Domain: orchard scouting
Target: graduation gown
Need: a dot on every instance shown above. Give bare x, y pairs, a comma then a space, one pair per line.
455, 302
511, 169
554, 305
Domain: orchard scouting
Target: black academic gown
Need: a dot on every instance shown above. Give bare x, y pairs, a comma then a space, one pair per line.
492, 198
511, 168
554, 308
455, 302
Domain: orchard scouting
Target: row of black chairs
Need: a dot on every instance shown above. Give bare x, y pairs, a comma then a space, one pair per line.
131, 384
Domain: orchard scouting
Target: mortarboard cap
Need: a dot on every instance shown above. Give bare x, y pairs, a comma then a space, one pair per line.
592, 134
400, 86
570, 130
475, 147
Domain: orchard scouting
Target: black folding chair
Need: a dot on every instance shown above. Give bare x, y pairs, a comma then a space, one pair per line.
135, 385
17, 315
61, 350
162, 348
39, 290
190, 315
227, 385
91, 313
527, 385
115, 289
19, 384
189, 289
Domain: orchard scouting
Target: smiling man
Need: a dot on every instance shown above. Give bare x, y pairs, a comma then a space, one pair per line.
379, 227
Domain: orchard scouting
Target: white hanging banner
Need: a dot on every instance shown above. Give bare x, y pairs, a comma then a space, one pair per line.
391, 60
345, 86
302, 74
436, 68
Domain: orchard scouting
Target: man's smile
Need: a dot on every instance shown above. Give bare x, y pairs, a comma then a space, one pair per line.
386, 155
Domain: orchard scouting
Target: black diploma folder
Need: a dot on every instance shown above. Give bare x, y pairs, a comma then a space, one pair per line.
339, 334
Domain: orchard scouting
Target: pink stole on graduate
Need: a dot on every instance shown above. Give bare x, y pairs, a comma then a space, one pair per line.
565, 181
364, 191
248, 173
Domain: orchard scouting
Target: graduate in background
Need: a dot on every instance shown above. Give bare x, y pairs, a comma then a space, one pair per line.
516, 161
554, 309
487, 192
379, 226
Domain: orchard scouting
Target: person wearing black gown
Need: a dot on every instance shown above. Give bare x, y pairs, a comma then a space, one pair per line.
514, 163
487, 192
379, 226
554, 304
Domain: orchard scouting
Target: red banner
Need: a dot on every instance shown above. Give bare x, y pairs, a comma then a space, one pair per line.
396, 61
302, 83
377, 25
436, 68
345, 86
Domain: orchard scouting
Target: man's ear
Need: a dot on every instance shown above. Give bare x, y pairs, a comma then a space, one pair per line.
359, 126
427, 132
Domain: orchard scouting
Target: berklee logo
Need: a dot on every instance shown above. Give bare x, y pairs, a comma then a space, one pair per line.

AIM :: All the entries above need to be reproduced exactly.

FINISHED ANSWER ::
Domain: orchard scouting
Target: graduation gown
Need: a dot on every instance shown above. Give bare x, y pairs, a comma then a space, one pair per line.
455, 302
511, 169
554, 305
Domain: orchard scouting
Target: black academic gown
Need: a dot on every instance shown above. Give bare x, y pairs, a comma then a space, one pair per line.
492, 198
511, 168
554, 308
455, 302
Domain: orchard scouting
Target: row of black chairs
Need: a dot on every instance shown above. Give bare x, y pairs, a comma then a space, one pair per line.
131, 384
Domain: orchard scouting
Target: mortarboard cap
Need: a dot on every instance shown above. Give bare x, y pairs, a comma then a space, one pair per line.
592, 134
400, 86
570, 130
475, 147
Domain: orchard scouting
Target: black folding chair
Need: a dot on every instance shown above. Give bare x, y pairs, a comma then a space, one pair per line.
135, 385
17, 315
61, 350
162, 348
39, 290
190, 315
227, 385
91, 313
527, 385
115, 289
19, 384
189, 289
Domain: orchard scouting
Target: smiling man
Need: a dot on every instance shown above. Give bare x, y pairs, a comma then a space, one pair per line.
379, 227
Domain: orchard scouting
Target: white hanging banner
Need: a dot on every instance shown above. Give bare x, y pairs, a comma then a space, one pair per line.
391, 60
345, 86
302, 74
436, 68
Domain: orchard scouting
Target: man's smile
Need: a dot on every instance shown above. Give bare x, y pairs, a comma then a space, one pair per line.
386, 155
Domain: orchard scouting
Target: black diploma folder
Need: a dot on every instance shown above. Give bare x, y pairs, a comma then a space, one pair per line.
339, 334
Domain: orchard scouting
Target: pink stole on graduate
Need: a dot on every instance shown above. Give bare x, y pairs, a comma then a space, one pair per line.
565, 181
364, 191
248, 173
Domain: orchard scouting
Target: graduate in background
Need: a dot on every instance shown above. Give bare x, y pairs, a comma then a space, one pair per line.
516, 161
554, 309
487, 192
379, 226
Domain: orchard scouting
Target: person wearing black gown
Need: a dot on every instance shown above. Give bare x, y pairs, a comma then a space, one pair per line.
514, 163
487, 192
379, 226
554, 304
Domain: orchard scouting
Target: red banner
Need: a dot on every instance shown above. Give bare x, y pairs, a comma then a space, one pair per line.
396, 61
302, 83
377, 25
436, 68
345, 86
Domain: orchard scouting
Target: man's ear
Need: a dot on every instance shown above. Give bare x, y pairs, a comma then a space, one pair per line.
359, 126
427, 132
Domain: orchard scouting
Target: berklee logo
Need: a dot on every instance shown above. Give bare x, y pairs, a comma then a space, one pair per line.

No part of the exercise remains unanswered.